[start Data supplied]
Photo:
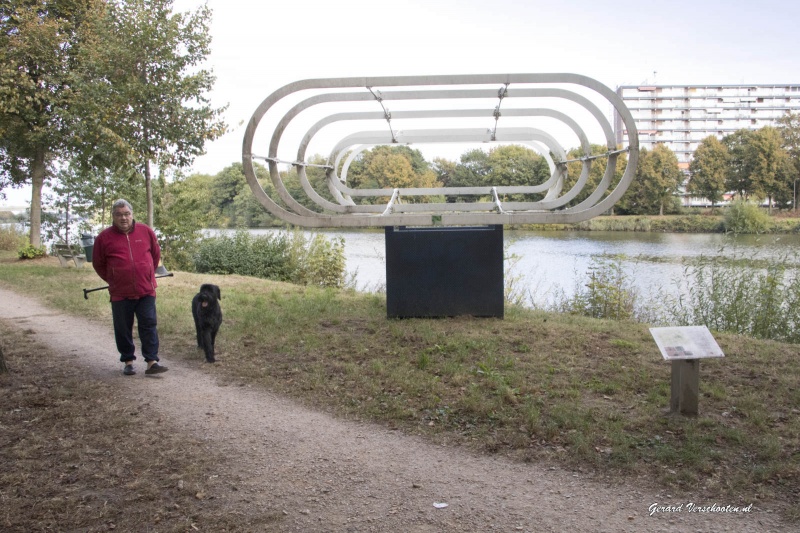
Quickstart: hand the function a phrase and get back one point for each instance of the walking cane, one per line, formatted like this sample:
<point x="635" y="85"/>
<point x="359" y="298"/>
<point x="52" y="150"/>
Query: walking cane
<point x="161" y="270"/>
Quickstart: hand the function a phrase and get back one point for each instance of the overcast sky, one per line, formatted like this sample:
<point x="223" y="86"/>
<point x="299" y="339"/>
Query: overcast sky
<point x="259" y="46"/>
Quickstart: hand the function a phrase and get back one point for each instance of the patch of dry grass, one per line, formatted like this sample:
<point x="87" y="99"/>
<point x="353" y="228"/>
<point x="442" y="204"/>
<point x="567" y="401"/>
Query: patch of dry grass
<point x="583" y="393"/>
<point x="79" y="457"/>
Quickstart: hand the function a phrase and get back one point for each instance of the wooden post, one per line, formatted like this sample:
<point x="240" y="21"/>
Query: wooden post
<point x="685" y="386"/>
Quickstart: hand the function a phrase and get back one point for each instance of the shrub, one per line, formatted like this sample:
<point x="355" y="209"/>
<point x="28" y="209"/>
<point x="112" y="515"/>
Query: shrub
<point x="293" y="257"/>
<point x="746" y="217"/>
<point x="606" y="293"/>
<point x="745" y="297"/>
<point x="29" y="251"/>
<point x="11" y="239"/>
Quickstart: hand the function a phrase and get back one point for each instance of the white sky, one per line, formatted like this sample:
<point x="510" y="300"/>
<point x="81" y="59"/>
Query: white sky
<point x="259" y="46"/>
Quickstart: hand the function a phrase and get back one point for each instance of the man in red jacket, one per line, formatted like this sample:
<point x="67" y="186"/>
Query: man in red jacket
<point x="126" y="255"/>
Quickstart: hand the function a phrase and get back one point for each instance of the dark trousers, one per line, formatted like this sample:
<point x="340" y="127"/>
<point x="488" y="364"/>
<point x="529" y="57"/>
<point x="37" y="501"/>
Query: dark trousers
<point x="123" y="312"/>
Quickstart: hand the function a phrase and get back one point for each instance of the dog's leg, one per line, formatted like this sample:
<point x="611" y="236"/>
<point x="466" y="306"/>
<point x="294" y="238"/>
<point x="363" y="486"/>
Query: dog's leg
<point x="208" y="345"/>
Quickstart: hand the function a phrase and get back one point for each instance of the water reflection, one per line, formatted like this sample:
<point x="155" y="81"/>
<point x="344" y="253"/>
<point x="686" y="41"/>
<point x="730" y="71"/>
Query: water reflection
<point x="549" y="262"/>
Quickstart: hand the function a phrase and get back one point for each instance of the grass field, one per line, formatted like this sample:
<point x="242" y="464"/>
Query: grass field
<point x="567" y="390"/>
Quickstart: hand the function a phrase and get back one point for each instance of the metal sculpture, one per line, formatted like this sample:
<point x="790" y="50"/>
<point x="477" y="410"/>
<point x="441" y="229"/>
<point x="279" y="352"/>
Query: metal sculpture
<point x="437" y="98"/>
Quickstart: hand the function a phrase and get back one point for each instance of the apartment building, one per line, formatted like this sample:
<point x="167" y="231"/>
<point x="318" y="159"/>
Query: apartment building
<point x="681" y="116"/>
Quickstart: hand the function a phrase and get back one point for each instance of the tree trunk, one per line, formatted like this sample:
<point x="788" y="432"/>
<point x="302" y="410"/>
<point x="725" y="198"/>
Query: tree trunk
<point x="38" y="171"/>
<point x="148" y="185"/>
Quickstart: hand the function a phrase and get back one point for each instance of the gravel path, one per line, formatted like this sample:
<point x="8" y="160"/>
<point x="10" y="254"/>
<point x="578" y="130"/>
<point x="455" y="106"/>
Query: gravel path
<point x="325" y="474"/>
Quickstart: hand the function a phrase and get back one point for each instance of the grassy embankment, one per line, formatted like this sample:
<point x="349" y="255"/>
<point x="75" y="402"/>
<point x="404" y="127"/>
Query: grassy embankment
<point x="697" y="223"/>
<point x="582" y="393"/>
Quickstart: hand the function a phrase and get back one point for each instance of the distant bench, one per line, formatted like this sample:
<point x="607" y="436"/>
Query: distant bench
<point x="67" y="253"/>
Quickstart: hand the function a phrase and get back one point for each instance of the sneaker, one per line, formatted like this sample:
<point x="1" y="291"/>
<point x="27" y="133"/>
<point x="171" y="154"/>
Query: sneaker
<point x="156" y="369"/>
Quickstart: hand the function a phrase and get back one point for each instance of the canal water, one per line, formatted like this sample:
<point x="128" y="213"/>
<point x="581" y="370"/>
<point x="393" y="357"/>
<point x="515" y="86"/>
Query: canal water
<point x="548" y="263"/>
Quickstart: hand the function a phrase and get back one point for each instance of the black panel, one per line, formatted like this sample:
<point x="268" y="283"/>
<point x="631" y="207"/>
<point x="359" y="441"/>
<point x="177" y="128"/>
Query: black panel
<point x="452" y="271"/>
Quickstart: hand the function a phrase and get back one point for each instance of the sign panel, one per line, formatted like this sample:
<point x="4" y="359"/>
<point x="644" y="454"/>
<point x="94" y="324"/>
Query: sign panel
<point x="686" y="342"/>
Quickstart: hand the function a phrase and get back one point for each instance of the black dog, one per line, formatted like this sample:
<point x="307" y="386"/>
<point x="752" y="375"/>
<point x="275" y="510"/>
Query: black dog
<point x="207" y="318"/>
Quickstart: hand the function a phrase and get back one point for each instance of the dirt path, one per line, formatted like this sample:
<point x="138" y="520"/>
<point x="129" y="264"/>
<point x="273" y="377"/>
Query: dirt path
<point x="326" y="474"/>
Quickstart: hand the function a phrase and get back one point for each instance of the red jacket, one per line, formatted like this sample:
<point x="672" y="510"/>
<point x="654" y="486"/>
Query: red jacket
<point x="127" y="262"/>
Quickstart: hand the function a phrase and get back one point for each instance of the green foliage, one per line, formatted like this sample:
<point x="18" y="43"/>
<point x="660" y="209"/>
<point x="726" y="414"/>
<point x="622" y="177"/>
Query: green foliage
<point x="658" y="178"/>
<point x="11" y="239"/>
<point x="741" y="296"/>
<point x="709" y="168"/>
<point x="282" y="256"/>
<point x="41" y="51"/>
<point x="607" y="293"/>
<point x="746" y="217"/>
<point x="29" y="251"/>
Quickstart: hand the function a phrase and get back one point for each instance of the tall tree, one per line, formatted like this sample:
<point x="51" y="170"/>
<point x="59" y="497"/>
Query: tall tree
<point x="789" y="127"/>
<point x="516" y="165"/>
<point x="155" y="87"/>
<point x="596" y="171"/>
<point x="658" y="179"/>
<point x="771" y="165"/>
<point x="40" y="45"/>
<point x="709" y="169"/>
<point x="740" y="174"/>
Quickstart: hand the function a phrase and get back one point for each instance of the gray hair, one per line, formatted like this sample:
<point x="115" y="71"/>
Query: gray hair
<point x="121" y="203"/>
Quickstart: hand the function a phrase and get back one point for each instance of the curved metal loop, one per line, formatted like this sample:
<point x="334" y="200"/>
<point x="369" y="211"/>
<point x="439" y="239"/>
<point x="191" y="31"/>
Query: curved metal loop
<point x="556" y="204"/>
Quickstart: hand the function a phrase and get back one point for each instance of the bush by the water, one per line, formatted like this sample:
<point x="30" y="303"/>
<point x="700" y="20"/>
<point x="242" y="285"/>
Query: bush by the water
[end Data supplied]
[start Data supplied]
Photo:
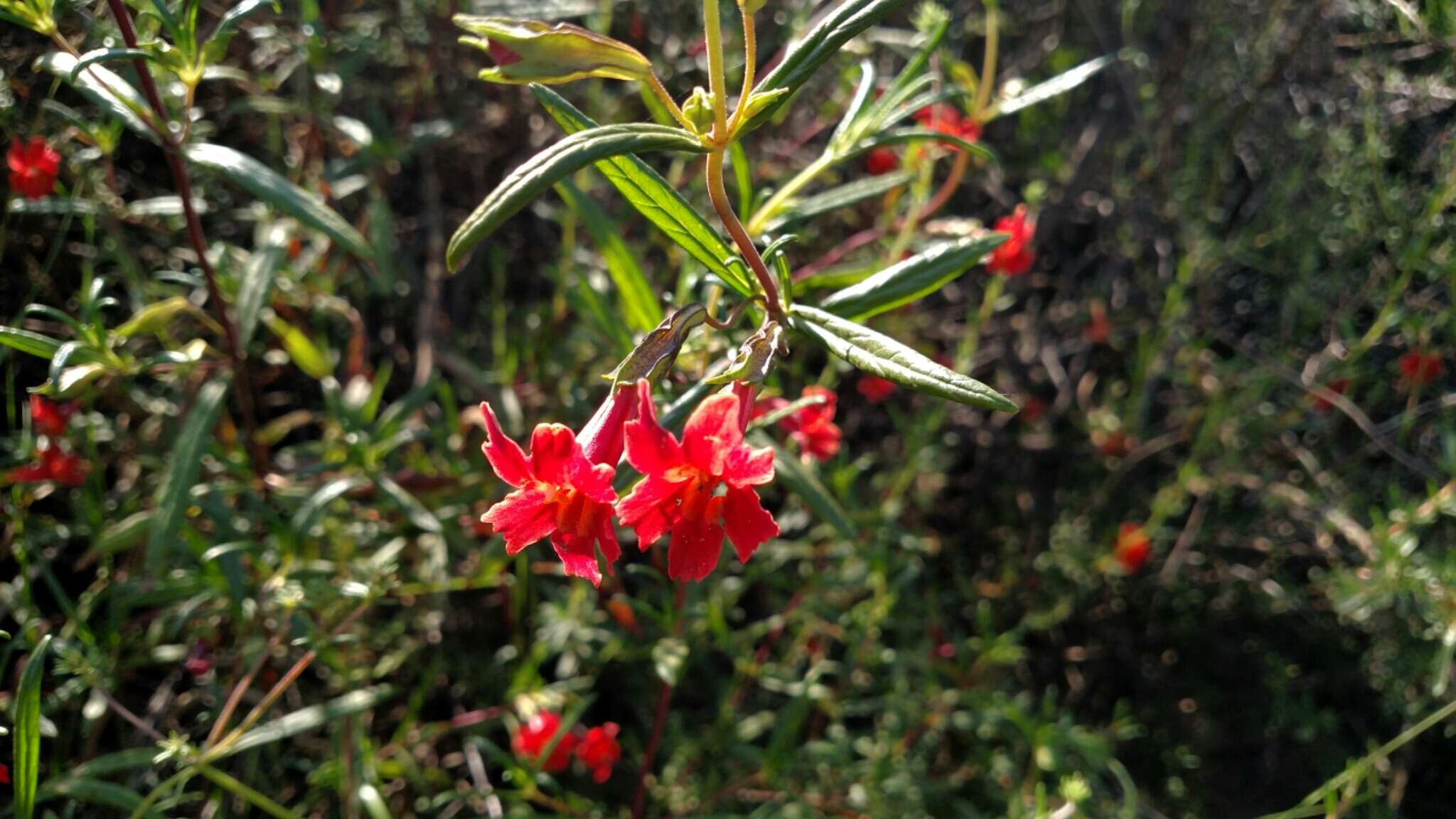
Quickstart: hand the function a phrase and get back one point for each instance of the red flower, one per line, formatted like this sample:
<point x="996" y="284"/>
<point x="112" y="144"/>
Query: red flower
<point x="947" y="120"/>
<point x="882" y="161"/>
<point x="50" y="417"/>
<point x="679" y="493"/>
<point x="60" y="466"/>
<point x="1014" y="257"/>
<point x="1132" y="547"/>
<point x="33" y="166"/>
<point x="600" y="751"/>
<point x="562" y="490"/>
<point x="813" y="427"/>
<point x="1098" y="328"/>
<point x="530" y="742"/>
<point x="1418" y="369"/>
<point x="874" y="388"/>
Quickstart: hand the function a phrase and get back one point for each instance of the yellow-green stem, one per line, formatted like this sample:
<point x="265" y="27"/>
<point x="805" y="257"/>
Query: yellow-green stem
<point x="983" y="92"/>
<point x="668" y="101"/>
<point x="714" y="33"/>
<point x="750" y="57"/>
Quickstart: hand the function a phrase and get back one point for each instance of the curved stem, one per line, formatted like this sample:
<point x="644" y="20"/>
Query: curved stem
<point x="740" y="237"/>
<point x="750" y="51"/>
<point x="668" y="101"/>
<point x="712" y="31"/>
[end Data supplied]
[start Data supplied]
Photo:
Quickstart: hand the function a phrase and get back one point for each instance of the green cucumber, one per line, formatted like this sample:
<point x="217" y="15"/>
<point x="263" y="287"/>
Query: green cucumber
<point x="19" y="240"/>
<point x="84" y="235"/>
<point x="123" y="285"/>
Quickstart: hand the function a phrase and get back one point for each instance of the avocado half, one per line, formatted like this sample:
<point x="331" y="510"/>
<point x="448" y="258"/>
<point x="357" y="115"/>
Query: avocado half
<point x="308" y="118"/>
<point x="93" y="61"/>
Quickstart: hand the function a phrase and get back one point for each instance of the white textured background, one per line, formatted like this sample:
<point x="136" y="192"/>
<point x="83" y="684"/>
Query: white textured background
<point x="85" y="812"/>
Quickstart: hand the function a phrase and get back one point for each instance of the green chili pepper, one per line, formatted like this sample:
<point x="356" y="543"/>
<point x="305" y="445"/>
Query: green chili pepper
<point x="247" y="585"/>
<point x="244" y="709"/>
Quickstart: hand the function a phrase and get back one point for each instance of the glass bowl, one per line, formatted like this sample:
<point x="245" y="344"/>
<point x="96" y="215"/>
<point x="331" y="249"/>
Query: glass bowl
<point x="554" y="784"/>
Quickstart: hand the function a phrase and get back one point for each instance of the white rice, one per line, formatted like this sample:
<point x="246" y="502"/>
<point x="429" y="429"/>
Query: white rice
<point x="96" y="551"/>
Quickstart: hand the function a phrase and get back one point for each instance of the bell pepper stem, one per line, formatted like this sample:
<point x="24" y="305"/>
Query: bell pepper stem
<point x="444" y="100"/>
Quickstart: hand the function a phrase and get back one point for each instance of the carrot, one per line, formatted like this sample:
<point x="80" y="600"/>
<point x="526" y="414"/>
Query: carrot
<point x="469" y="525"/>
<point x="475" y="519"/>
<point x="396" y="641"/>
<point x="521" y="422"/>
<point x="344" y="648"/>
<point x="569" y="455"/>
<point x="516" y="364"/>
[end Data supplied]
Express the lines of the records running from the line with "of the bush" to the line with "Query: bush by the water", both included, as a JSON list of strings with one string per line and blank lines omitted.

## Answer for this exercise
[
  "Quickstart: hand the function a phrase and get back one point for each instance of the bush by the water, one per line, formatted like this sample:",
  "<point x=\"30\" y=\"303\"/>",
  "<point x=\"700\" y=\"20\"/>",
  "<point x=\"242\" y=\"285\"/>",
  "Query: bush by the water"
]